Object location annotation data:
- - - -
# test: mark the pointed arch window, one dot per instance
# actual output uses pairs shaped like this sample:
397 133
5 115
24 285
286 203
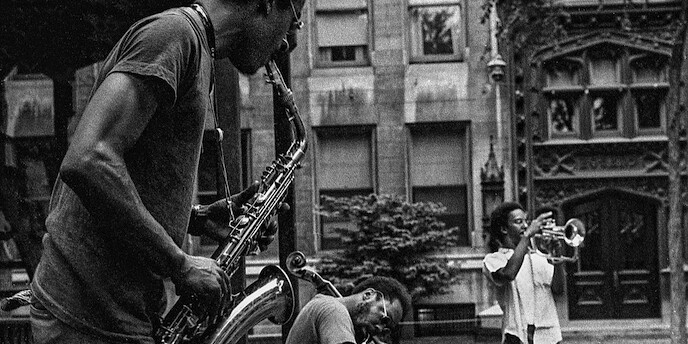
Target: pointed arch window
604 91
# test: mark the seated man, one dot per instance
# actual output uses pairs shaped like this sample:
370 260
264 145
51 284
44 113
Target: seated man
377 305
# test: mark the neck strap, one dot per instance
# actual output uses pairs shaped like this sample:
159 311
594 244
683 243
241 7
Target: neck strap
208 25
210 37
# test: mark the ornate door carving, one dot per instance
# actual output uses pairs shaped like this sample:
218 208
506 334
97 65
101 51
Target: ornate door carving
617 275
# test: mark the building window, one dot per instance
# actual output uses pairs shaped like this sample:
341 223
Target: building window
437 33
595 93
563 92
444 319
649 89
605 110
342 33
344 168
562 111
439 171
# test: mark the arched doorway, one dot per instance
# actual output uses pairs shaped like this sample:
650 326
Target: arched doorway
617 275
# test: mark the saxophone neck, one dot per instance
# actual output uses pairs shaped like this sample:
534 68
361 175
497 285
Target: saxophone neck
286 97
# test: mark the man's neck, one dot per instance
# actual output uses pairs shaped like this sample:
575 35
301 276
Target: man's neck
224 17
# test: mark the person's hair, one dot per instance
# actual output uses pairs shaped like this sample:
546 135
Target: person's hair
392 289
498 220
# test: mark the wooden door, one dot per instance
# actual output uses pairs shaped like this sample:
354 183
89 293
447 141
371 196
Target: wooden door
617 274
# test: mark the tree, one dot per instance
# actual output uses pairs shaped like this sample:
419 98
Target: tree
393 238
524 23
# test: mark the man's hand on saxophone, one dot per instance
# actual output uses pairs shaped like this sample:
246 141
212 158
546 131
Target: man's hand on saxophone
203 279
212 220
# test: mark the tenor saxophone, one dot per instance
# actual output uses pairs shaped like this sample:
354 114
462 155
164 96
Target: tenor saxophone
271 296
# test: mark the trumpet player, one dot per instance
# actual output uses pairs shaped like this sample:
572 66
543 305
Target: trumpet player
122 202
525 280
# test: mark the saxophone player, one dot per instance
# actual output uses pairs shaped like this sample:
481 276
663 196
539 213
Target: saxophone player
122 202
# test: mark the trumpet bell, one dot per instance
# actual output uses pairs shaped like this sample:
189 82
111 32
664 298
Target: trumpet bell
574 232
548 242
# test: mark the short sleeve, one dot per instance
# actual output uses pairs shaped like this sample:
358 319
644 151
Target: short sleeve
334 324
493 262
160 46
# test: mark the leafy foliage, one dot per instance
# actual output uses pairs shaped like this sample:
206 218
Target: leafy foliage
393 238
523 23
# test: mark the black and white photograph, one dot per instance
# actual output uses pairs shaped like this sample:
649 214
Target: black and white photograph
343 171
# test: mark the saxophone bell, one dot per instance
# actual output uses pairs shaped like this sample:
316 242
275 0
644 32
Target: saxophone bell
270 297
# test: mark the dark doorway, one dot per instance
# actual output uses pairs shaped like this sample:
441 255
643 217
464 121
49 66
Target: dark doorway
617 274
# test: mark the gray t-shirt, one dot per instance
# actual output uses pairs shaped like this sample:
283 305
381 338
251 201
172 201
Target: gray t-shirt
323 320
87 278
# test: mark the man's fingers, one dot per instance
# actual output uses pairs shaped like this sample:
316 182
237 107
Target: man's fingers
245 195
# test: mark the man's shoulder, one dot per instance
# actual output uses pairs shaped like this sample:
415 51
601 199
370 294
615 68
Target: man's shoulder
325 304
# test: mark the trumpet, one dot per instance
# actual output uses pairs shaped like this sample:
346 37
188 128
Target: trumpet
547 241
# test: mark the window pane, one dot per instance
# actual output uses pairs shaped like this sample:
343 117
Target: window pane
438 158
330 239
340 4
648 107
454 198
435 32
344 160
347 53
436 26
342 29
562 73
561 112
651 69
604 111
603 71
- - - -
▶ [Given instruction] Copy out the rows from the line containing "# test: mark the trumpet, one" down to the end, replacing "window pane" with "glass panel" and changing nothing else.

▶ [Reply to the exercise]
# test: mark the trumpet, one dot per instance
# actual output uses pairs shaped like this sample:
346 37
188 128
Target: trumpet
547 241
# test: mark the glass panel, one dot per instance
# actual output uses pairs shaped like this sample:
343 117
Target: glass panel
438 158
330 239
340 4
648 107
454 198
435 32
344 160
347 53
436 26
342 29
562 73
561 112
651 69
604 111
603 71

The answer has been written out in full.